### PASSAGE TO READ
A digression... PARTITIONing by date should be very useful for you since you are deleting things over a year ago. I would recommend PARTITION BY RANGE(TO_DAYS(...)) and breaking it into 14 or 54 partitions (months or weeks, plus some overhead). This will eliminate the time it takes to delete the old rows, since DROP PARTITION is almost instantaneous.
More details are in my partition blog. Your situation sounds like both Use case #1 and Use case #3.
But back to your clever idea of dropping and rebuilding indexes. To others, I point out the caveat that you have the luxury of not otherwise touching the table for long enough to do the rebuild.
With PARTITIONing, all the rows being inserted will go into the 'latest' partition, correct? This partition is a lot smaller than the entire table, so there is a better chance that the indexes will fit in RAM, thereby be 10 times as fast to update (without rebuilding the indexes). If you provide SHOW CREATE TABLE, SHOW TABLE STATUS, innodb_buffer_pool_size, and RAM size, I can help you do the arithmetic to see if your 'last' partition will fit in RAM.

### THE PROBLEM
Rewrite the part of the passage above on partitioning a table by date between "A digression... PARTITIONing" and "do the rebuild.", inclusive, replacing "partition blog" with "partitioning article".

### RAW DATA
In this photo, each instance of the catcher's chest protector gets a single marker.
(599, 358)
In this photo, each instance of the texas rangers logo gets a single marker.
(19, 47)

### ANSWER TO THIS PROBLEM
A digression... PARTITIONing by date should be very useful for you since you are deleting things over a year ago. I would recommend PARTITION BY RANGE(TO_DAYS(...)) and breaking it into 14 or 54 partitions (months or weeks, plus some overhead). This will eliminate the time it takes to delete the old rows, since DROP PARTITION is almost instantaneous.
More details are in my partitioning article. Your situation sounds like both Use case #1 and Use case #3.
But back to your clever idea of dropping and rebuilding indexes. To others, I point out the caveat that you have the luxury of not otherwise touching the table for long enough to do the rebuild.